Work to be completed
What do the records look like, from their start through the line containing "point(383, 148)", if every "pick out" is swapped for "mark" and nothing else changes?

Records for this exercise
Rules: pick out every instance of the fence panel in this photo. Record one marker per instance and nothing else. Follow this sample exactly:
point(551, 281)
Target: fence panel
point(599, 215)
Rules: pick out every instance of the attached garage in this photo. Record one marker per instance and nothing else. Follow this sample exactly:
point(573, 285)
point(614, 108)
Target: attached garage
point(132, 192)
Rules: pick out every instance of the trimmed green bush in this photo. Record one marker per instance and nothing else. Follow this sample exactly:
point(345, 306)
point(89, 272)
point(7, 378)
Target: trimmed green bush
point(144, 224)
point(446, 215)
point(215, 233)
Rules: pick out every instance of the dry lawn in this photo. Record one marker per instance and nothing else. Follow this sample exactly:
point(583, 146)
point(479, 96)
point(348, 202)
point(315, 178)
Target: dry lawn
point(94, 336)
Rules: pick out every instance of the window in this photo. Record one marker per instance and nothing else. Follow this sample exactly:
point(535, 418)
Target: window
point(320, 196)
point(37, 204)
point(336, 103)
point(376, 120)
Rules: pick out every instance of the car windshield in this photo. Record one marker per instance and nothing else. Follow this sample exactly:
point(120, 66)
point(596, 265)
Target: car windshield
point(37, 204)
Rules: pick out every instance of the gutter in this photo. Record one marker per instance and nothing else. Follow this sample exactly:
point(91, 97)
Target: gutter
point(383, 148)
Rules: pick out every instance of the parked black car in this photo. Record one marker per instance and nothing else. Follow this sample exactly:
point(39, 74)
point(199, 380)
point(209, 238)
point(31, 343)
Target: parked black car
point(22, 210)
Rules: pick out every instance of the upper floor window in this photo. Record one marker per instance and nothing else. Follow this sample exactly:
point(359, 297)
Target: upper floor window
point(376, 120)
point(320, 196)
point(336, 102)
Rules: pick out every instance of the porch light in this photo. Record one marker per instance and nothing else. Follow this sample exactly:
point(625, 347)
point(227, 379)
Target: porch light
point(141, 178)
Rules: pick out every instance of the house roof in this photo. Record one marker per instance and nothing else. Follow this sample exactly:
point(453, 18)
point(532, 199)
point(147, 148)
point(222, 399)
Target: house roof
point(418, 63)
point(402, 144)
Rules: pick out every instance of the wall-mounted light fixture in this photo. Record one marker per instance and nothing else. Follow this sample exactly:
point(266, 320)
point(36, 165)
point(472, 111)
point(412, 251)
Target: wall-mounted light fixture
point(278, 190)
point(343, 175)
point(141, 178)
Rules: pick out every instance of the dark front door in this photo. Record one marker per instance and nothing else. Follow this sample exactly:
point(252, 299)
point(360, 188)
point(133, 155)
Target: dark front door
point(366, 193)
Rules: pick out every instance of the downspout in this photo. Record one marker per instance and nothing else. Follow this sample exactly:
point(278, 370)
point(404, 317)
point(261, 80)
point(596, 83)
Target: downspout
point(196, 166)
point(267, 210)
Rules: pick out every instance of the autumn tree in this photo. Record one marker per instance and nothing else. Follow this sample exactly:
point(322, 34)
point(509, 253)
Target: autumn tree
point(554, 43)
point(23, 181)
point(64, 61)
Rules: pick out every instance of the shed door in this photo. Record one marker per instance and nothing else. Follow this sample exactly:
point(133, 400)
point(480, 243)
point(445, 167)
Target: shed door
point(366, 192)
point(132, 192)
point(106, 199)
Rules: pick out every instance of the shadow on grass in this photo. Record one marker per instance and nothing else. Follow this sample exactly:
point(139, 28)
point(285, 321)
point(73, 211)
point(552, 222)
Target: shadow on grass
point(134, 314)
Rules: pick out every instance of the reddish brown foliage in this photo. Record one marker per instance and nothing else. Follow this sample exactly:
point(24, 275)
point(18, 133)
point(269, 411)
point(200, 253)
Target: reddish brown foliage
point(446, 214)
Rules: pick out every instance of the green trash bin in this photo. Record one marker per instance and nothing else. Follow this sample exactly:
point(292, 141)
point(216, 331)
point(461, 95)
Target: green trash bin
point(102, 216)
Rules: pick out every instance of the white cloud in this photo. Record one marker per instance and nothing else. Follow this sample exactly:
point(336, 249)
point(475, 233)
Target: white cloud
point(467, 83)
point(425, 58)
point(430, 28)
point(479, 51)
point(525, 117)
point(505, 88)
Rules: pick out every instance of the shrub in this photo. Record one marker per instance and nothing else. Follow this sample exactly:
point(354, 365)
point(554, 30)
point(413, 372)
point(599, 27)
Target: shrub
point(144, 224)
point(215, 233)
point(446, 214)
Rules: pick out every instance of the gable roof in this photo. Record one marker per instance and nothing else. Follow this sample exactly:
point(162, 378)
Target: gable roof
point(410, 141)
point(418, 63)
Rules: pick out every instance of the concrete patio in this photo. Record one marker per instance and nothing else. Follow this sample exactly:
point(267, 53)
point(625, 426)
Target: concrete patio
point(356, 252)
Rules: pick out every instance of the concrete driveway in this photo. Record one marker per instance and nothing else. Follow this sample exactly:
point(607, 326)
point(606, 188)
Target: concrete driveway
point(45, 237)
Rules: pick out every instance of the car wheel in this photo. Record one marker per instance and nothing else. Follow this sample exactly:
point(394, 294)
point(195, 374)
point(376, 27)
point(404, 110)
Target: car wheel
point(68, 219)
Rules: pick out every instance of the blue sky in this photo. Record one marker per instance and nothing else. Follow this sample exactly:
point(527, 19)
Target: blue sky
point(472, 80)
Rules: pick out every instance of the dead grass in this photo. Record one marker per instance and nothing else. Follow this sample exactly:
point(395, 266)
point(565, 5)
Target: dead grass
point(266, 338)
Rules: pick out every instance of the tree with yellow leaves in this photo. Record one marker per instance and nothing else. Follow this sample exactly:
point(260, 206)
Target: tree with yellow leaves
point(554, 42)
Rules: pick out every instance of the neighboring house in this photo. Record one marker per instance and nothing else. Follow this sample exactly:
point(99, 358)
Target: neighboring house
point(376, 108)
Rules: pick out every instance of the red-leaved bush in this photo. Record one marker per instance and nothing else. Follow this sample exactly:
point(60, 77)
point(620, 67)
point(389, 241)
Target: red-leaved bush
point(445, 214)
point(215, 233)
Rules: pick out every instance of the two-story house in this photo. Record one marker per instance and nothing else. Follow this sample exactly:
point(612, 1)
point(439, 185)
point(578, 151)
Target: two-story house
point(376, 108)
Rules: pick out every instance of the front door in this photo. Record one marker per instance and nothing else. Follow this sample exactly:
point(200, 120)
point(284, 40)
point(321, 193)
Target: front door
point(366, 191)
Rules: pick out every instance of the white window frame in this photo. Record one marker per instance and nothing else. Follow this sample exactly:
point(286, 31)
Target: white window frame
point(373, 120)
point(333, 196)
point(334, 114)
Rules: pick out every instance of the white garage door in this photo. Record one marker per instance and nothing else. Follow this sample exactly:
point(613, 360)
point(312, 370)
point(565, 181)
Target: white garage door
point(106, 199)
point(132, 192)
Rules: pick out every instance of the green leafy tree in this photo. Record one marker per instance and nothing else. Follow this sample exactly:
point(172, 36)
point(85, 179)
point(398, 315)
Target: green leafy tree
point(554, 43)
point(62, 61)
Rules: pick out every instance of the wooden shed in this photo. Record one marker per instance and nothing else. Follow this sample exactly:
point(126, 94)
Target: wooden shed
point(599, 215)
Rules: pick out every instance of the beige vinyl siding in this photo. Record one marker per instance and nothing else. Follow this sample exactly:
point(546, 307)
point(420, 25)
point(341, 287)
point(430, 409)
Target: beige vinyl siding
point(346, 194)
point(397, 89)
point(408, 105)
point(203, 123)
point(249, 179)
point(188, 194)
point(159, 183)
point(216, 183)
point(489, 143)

Final result
Rules: mark every instance of the fence panel in this photo. Record one marker per instance and nothing else. Follow this sample exactly:
point(551, 281)
Target: fence panel
point(599, 215)
Rules: mark every instance of the attached garage in this photo. Record one marker per instance and nothing else. Follow this sample exactly:
point(573, 285)
point(614, 108)
Target: attached garage
point(132, 192)
Rules: mark every instance of the trimmed green bush in this photo. Record one marker per instance and nothing else. Follow this sample exactly:
point(345, 306)
point(89, 272)
point(7, 378)
Target: trimmed green bush
point(144, 224)
point(446, 215)
point(215, 233)
Rules: mark every instance of the dry lawn in this photo. Record one marker per instance and nothing else. Follow this sample exactly:
point(583, 146)
point(479, 96)
point(348, 202)
point(315, 178)
Target: dry lawn
point(94, 336)
Rules: mark every instance of the window in this photo. Record one marker per instance and nothing else. Follow this sample exactly:
point(535, 418)
Target: window
point(320, 196)
point(37, 204)
point(336, 103)
point(376, 120)
Rules: mark every instance of the car windshield in this photo. Record one marker per instance and nothing else. Follow this sample exactly:
point(120, 66)
point(596, 265)
Target: car windshield
point(37, 204)
Rules: mark every instance of the gutter in this photo. Record one marker per instance and nothing else. Follow this sample exactly:
point(91, 97)
Target: gutter
point(383, 148)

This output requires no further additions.